The Bespoke Tailoring Process – As explained by master tailor, Simon Skottowe
The Bespoke suit Process
When I meet a new customer I need to gather a lot of information. Character, measurements, body shape and proportions. Where the suit will be worn and what does the gentleman want to express with his clothes? Is it for work, a special occasion and for what season? This will indicate the weight, colour and pattern of the cloth and the suit: single or double breast, with or without waistcoat and a plain or pleat front trouser. With all the technical and design information I can move onto the next phase.
Great tailoring is a combination of accomplished cutting and beautiful sewing. My cutting technique is based, like most of London’s best bespoke tailors, on the F.R. Morris Tailor and Cutter system.
Using an array of body measurements and various formulas I draft a unique pattern for each client. The aim is to find a perfect balance such that each garment fall perfectly, allowing ease of movement while being elegant and not too roomy. From correcting differences in the shoulders and the chest, to creating a gloriously V shaped torso, having a bespoke suit made offers a wealth of options to highlight your best features and disguise some physical imperfections.

■ **Raw data**
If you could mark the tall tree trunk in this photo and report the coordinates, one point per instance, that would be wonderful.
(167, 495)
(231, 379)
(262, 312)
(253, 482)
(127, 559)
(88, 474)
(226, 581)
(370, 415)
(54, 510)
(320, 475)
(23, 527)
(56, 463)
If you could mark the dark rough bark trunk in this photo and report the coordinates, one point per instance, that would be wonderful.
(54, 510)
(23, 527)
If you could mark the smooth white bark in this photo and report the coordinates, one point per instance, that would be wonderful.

--

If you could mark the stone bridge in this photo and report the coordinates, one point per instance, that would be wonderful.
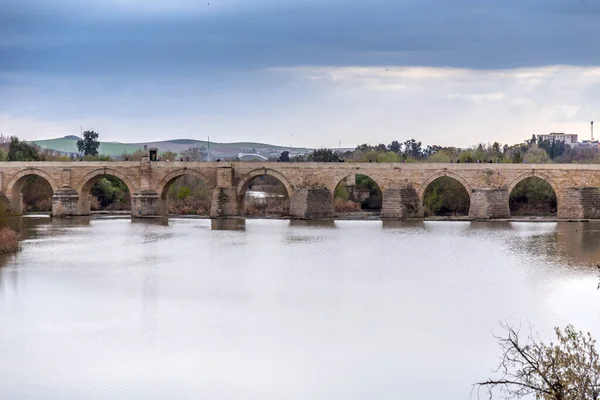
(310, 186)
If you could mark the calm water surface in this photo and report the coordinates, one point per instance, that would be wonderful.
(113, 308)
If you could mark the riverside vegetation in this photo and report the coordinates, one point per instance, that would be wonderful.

==

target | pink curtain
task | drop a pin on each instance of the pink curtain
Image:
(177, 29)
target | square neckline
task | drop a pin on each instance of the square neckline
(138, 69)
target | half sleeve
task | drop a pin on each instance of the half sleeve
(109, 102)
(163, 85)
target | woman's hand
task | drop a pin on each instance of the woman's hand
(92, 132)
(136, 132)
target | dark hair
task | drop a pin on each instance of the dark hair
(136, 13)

■ **Exercise set**
• 1. Answer these questions from the bespoke tailoring extract:
(a) What does the occasion and season indicate about the cloth?
(b) What two things make up great tailoring?
(c) On which system is the tailor's cutting technique based?
• 2. Revise the bespoke tailoring extract, starting with "The Bespoke Tailoring" and going on through "the next phase.", with "customer" replaced by "client".
The rows are separate material, unrelated to the bespoke tailoring extract.

■ **Solutions by task**
• 1.
(a) The weight, colour and pattern of the cloth.
(b) Accomplished cutting and beautiful sewing.
(c) The F.R. Morris Tailor and Cutter system.

• 2.
The Bespoke Tailoring Process – As explained by master tailor, Simon Skottowe
The Bespoke suit Process
When I meet a new client I need to gather a lot of information. Character, measurements, body shape and proportions. Where the suit will be worn and what does the gentleman want to express with his clothes? Is it for work, a special occasion and for what season? This will indicate the weight, colour and pattern of the cloth and the suit: single or double breast, with or without waistcoat and a plain or pleat front trouser. With all the technical and design information I can move onto the next phase.